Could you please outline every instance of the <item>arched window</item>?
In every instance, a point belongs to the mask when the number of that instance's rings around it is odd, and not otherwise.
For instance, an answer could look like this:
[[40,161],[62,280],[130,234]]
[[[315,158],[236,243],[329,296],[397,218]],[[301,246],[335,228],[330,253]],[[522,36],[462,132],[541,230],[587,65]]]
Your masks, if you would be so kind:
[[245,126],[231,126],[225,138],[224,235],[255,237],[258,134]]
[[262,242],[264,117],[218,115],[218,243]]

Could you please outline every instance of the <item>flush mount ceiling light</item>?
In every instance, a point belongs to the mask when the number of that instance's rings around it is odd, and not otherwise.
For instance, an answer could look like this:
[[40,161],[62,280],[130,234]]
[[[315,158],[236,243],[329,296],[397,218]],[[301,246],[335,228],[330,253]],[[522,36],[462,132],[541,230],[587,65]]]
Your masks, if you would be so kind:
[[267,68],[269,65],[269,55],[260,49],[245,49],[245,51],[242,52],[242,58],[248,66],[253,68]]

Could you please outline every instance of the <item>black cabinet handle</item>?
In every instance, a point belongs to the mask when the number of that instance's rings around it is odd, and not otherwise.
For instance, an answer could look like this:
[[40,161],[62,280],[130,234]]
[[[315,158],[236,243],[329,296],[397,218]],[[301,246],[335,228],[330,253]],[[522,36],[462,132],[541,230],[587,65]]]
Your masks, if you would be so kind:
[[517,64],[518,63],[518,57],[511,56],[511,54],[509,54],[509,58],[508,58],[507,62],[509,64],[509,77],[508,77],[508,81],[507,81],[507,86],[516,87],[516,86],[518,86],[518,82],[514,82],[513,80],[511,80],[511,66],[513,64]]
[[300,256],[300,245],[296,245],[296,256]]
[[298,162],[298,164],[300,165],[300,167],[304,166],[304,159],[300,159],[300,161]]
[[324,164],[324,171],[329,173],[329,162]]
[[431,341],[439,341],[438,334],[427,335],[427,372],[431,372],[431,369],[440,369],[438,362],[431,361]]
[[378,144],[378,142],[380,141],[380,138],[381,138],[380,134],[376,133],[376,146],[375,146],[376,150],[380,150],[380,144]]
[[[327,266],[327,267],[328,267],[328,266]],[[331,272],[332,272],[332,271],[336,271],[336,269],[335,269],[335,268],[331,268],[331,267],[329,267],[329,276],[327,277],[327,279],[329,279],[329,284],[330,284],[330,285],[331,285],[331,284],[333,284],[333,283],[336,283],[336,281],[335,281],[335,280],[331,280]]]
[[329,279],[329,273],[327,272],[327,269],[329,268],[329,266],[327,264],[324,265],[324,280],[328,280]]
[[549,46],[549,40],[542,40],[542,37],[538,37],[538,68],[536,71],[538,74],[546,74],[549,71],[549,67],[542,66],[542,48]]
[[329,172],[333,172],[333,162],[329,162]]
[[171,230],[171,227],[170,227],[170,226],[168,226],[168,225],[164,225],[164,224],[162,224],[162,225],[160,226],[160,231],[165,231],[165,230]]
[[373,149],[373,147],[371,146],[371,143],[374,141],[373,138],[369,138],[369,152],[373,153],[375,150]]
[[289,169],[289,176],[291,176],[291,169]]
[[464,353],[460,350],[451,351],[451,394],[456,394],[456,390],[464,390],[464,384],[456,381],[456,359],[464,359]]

Exercise: Every single line in the records above must be written out exactly.

Response to the task:
Could you please outline every instance of the <item>arched window</item>?
In every instance, a point belongs to the mask when the number of that instance's rings around it is odd, and not otherwise.
For instance, an answer could look like this:
[[40,161],[62,280],[130,234]]
[[[315,158],[236,243],[329,296],[397,218]],[[301,246],[335,228],[330,253]],[[522,36],[462,132],[541,230],[587,65]]]
Your masks, if you would be so kind:
[[245,126],[231,126],[225,138],[224,235],[255,237],[258,134]]
[[262,242],[264,117],[218,115],[218,243]]

Could you please outline every instance of the <item>flush mount ceiling light</item>?
In every instance, a point belongs to the mask when the number of that instance's rings around it is odd, and not otherwise.
For instance, an answer could look like this:
[[40,161],[62,280],[130,234]]
[[[315,158],[236,243],[329,296],[397,218]],[[301,246],[335,228],[330,253]],[[522,36],[462,132],[541,230],[587,65]]]
Your masks, if you would be so kind:
[[267,68],[269,65],[269,55],[260,49],[245,49],[245,51],[242,52],[242,58],[248,66],[253,68]]

Could you please outline every instance of the <item>black cabinet handle</item>?
In every instance, a point belongs to the mask when the number of that instance's rings around it is odd, and not otherwise.
For instance, an answer could look like this:
[[40,161],[62,280],[130,234]]
[[[315,158],[236,243],[329,296],[397,218]],[[301,246],[335,228],[330,253]],[[522,36],[462,132],[541,230],[587,65]]]
Your masks, if you would be so kind:
[[517,64],[518,63],[518,57],[511,56],[511,54],[509,54],[509,58],[508,58],[507,62],[509,64],[509,77],[508,77],[508,81],[507,81],[507,86],[516,87],[516,86],[518,86],[518,82],[514,82],[513,80],[511,80],[511,66],[513,64]]
[[300,256],[300,245],[296,245],[296,256]]
[[298,162],[298,164],[300,165],[300,167],[304,166],[304,159],[300,159],[300,161]]
[[324,164],[324,171],[329,173],[329,162]]
[[431,341],[439,341],[438,334],[427,335],[427,372],[431,372],[431,369],[440,369],[438,362],[431,361]]
[[378,144],[378,142],[380,141],[380,138],[381,138],[380,134],[376,133],[376,146],[375,146],[376,150],[380,150],[380,144]]
[[[327,266],[327,267],[328,267],[328,266]],[[331,272],[332,272],[332,271],[336,271],[336,269],[335,269],[335,268],[331,268],[331,267],[329,267],[329,276],[327,277],[327,279],[329,279],[329,284],[330,284],[330,285],[331,285],[331,284],[333,284],[333,283],[336,283],[336,281],[335,281],[335,280],[331,280]]]
[[329,279],[329,273],[327,272],[327,269],[329,268],[329,266],[327,264],[324,265],[324,280],[328,280]]
[[549,46],[549,40],[542,40],[542,37],[538,37],[538,68],[536,71],[538,74],[546,74],[549,71],[549,67],[542,66],[542,48]]
[[329,172],[333,172],[333,162],[329,162]]
[[171,230],[171,227],[170,227],[170,226],[168,226],[168,225],[164,225],[164,224],[162,224],[162,225],[160,226],[160,231],[165,231],[165,230]]
[[373,149],[373,147],[371,146],[371,143],[374,141],[373,138],[369,138],[369,152],[373,153],[375,150]]
[[289,169],[289,176],[291,176],[291,169]]
[[464,353],[460,350],[451,351],[451,394],[456,394],[456,390],[464,390],[464,384],[456,381],[456,359],[464,359]]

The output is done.